- RECORDS FOR PROCESSING
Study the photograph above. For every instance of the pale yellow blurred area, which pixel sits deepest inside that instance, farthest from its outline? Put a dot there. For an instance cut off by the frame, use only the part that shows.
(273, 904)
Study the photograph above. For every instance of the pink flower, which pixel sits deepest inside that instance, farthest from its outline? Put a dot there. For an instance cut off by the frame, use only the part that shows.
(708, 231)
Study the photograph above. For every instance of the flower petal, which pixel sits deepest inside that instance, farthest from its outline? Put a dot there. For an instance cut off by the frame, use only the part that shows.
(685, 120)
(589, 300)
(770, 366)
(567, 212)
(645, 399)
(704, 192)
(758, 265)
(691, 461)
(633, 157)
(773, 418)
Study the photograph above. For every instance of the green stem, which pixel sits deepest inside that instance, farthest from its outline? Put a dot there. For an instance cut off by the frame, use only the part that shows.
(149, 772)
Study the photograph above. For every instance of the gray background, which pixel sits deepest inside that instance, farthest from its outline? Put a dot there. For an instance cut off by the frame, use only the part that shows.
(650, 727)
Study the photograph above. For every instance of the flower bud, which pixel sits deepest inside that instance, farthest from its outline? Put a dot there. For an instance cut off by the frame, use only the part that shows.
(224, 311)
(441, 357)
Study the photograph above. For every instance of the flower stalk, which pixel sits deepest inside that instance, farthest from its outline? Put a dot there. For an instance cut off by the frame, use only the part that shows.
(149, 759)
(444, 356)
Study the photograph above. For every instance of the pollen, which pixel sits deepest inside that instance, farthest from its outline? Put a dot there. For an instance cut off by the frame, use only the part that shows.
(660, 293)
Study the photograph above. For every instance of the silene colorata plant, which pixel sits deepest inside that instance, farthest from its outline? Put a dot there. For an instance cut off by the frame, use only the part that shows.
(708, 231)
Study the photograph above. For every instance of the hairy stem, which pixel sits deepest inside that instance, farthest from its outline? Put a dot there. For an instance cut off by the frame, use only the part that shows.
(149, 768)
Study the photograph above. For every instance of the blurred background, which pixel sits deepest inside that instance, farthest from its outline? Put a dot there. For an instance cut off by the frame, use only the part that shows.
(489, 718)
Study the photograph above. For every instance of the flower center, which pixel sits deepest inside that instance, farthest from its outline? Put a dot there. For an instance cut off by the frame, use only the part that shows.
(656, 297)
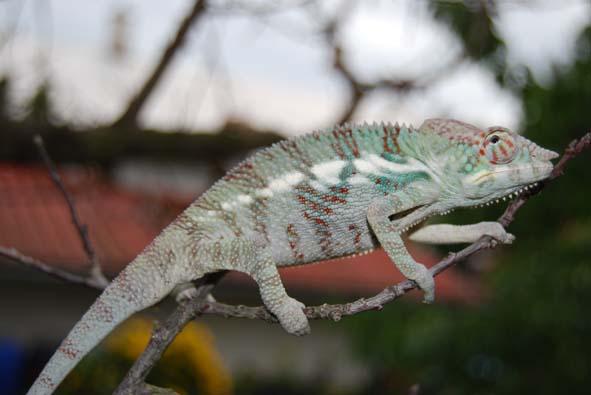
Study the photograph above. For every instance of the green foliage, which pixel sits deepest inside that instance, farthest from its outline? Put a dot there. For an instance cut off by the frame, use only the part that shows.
(533, 332)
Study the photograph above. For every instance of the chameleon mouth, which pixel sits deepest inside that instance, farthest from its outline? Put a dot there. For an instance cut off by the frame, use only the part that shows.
(511, 195)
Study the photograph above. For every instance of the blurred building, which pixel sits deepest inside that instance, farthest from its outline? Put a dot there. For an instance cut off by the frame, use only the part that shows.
(38, 311)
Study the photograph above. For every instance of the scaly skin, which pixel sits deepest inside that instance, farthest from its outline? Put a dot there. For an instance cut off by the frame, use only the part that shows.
(333, 193)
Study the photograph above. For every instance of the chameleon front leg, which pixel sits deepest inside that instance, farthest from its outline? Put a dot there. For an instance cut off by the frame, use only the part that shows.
(412, 206)
(451, 234)
(288, 310)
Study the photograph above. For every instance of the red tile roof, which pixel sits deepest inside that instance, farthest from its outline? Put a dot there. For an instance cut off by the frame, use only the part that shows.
(34, 219)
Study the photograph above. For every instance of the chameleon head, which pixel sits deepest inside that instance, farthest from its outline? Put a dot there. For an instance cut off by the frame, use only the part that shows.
(491, 163)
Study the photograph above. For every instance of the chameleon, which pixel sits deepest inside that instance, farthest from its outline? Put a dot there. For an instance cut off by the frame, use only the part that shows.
(337, 192)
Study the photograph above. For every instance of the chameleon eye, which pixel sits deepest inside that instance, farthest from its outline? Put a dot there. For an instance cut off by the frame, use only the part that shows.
(499, 147)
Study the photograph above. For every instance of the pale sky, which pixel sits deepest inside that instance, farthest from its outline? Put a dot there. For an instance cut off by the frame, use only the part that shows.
(272, 71)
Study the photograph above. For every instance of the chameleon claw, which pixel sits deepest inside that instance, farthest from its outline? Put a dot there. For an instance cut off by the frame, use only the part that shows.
(426, 282)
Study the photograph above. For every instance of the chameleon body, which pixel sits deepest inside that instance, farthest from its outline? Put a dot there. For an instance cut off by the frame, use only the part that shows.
(332, 193)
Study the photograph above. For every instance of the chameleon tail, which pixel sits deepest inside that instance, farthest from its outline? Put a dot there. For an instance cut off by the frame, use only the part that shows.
(145, 281)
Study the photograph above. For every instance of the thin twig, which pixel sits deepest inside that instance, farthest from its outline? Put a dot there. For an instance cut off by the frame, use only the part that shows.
(337, 311)
(130, 115)
(95, 268)
(53, 271)
(163, 335)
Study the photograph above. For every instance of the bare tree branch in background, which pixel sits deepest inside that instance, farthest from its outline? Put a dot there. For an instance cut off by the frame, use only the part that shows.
(95, 273)
(14, 255)
(163, 335)
(359, 89)
(130, 115)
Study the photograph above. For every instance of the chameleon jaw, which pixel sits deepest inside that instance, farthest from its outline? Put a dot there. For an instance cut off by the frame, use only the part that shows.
(510, 195)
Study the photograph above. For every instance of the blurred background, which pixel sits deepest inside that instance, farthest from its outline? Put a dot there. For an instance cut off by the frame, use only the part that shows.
(143, 104)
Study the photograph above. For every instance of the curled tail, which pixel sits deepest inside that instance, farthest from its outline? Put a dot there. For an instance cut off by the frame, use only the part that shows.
(145, 281)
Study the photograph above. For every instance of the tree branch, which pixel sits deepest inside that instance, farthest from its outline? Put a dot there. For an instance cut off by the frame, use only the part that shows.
(130, 115)
(53, 271)
(95, 273)
(164, 334)
(337, 311)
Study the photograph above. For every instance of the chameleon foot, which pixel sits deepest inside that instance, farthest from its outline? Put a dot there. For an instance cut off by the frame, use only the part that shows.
(425, 281)
(292, 318)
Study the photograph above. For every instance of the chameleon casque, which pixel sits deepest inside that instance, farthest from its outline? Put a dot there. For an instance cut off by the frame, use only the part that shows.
(333, 193)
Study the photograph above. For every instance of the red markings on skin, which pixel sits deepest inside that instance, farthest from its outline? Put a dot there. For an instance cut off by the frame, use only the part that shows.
(357, 240)
(104, 312)
(293, 239)
(69, 350)
(333, 199)
(47, 381)
(495, 156)
(313, 205)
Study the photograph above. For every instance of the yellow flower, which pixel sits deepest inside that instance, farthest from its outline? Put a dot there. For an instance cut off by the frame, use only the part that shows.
(193, 347)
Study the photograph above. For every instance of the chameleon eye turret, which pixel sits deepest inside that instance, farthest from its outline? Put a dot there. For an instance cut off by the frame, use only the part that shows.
(337, 192)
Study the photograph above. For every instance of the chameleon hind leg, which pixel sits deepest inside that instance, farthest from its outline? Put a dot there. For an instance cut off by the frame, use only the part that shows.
(244, 256)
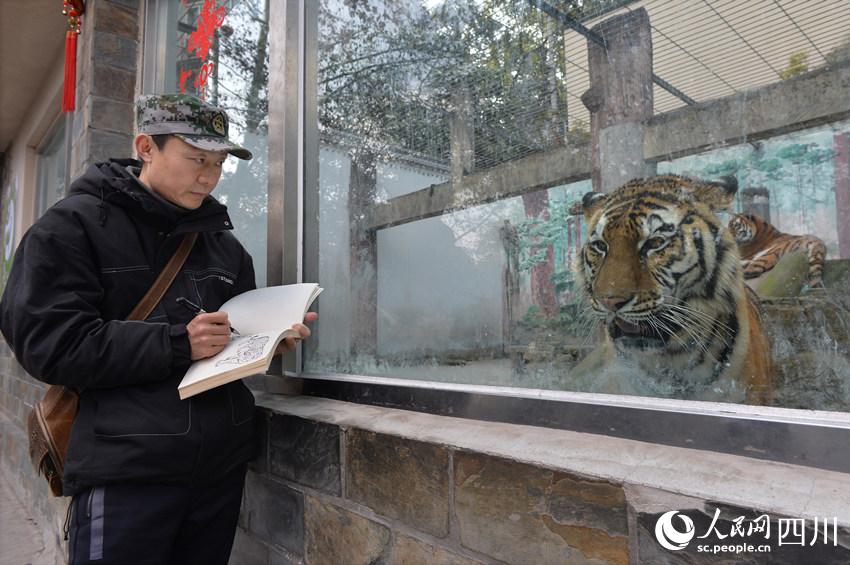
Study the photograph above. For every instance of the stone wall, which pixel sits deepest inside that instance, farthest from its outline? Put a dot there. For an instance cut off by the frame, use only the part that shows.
(18, 392)
(333, 486)
(108, 54)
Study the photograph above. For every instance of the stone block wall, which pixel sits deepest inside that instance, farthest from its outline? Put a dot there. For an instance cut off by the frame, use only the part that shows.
(18, 392)
(108, 55)
(328, 493)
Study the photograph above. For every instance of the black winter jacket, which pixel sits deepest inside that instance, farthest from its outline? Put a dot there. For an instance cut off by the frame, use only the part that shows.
(77, 274)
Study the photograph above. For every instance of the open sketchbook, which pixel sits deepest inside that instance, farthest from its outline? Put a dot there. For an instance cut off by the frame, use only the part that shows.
(263, 318)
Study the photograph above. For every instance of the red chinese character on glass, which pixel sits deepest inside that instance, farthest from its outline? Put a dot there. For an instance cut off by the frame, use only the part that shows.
(200, 41)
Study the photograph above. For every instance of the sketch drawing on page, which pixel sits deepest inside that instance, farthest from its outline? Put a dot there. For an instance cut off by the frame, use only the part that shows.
(250, 350)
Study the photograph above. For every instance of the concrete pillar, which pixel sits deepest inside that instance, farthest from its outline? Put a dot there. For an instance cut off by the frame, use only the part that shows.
(841, 163)
(619, 99)
(363, 259)
(462, 135)
(107, 60)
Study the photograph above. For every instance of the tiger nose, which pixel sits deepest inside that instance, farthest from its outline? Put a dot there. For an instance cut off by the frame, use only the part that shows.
(614, 303)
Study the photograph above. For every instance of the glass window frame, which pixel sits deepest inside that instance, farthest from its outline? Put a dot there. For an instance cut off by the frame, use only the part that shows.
(801, 437)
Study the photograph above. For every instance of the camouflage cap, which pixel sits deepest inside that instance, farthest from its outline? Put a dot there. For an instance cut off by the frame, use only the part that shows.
(188, 117)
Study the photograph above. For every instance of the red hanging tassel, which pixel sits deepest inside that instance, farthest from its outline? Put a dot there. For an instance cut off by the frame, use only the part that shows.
(69, 91)
(73, 9)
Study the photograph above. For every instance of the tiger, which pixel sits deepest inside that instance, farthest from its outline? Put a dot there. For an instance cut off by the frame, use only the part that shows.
(661, 273)
(761, 246)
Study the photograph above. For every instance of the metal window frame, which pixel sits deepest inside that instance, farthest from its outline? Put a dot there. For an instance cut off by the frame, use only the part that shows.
(801, 437)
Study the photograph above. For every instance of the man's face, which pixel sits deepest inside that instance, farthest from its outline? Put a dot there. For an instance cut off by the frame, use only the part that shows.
(180, 173)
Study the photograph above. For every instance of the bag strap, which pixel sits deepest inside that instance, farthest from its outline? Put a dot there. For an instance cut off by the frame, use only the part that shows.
(164, 280)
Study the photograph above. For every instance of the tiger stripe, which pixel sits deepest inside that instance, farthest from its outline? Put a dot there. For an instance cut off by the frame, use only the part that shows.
(663, 273)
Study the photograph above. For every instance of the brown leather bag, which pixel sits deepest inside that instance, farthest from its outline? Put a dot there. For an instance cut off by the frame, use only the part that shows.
(49, 422)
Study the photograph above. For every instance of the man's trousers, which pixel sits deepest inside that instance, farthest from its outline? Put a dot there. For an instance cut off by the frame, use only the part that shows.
(156, 524)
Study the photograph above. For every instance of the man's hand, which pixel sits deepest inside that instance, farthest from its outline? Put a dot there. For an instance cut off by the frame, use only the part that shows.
(288, 343)
(209, 333)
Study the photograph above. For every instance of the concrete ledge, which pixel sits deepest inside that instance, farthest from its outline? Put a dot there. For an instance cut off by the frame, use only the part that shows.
(771, 487)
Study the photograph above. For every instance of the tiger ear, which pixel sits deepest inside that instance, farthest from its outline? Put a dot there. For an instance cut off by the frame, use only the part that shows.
(591, 203)
(718, 196)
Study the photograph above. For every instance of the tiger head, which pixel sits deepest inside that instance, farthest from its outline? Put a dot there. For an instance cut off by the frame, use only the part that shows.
(658, 262)
(743, 227)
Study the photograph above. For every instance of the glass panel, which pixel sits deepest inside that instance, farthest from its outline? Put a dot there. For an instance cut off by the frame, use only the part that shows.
(50, 177)
(458, 139)
(219, 51)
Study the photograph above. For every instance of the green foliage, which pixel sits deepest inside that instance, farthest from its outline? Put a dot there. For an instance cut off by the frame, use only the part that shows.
(840, 52)
(798, 63)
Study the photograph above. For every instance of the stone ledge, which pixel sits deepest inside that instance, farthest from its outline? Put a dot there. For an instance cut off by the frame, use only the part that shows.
(775, 488)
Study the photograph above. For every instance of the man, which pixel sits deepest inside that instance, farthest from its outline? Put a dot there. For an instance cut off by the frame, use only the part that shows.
(154, 479)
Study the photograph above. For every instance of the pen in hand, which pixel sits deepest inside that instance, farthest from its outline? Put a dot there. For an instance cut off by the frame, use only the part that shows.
(195, 309)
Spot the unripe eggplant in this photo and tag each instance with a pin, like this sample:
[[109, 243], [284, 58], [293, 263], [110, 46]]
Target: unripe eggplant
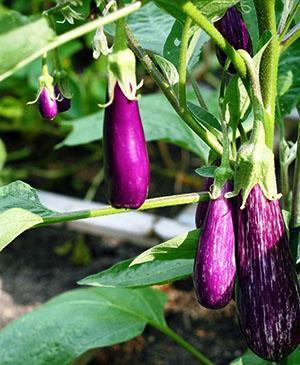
[[234, 30], [125, 153], [47, 104], [202, 207], [214, 268], [268, 298], [63, 103]]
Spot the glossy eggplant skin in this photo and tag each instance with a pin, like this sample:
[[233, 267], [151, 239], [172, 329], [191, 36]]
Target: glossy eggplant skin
[[214, 268], [234, 30], [47, 105], [268, 297], [126, 160], [202, 207], [63, 103]]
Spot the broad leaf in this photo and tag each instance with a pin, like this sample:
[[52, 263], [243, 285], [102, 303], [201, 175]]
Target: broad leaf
[[21, 39], [167, 262], [79, 320], [164, 124], [15, 221]]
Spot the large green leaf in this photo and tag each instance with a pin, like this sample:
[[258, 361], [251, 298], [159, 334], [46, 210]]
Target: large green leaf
[[289, 79], [72, 323], [163, 124], [22, 38], [169, 261]]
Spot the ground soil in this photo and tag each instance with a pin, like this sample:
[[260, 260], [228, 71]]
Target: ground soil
[[31, 272]]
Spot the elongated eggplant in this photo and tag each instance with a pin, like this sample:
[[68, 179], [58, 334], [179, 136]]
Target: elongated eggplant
[[125, 153], [214, 268], [268, 296], [202, 207], [47, 104], [234, 30]]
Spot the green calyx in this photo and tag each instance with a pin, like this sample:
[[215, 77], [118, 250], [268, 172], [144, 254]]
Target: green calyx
[[255, 165]]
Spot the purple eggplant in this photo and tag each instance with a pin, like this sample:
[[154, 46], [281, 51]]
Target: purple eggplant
[[234, 30], [202, 207], [63, 103], [214, 268], [268, 298], [125, 153], [47, 104]]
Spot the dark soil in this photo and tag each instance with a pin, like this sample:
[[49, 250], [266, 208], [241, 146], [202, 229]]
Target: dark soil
[[31, 273]]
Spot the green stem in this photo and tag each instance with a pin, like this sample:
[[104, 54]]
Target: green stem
[[295, 212], [146, 61], [183, 64], [197, 92], [265, 10], [165, 201], [191, 10], [74, 34], [203, 360], [290, 38]]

- TASK
Word for word, repeat the lines that begin at the one with "Spot the purple" and continue to the end of the listing above.

- ANSWER BOX
Spot the purple eggplant in this photo and tag each instance with a pin, like this sample:
[[154, 46], [281, 51]]
Target: purple eggplant
[[234, 30], [202, 207], [63, 103], [214, 268], [268, 298], [125, 153], [47, 104]]
Spot the dark soil in this photo and tag each instance with a pin, like this sample:
[[49, 250], [266, 208], [241, 146], [202, 229]]
Target: dark soil
[[31, 273]]
Spot the green stem in this photo and tag each instance with a pin, like this sample:
[[104, 54]]
Target: green stem
[[295, 212], [146, 61], [183, 64], [197, 92], [265, 10], [165, 201], [191, 10], [74, 34], [203, 360], [290, 38]]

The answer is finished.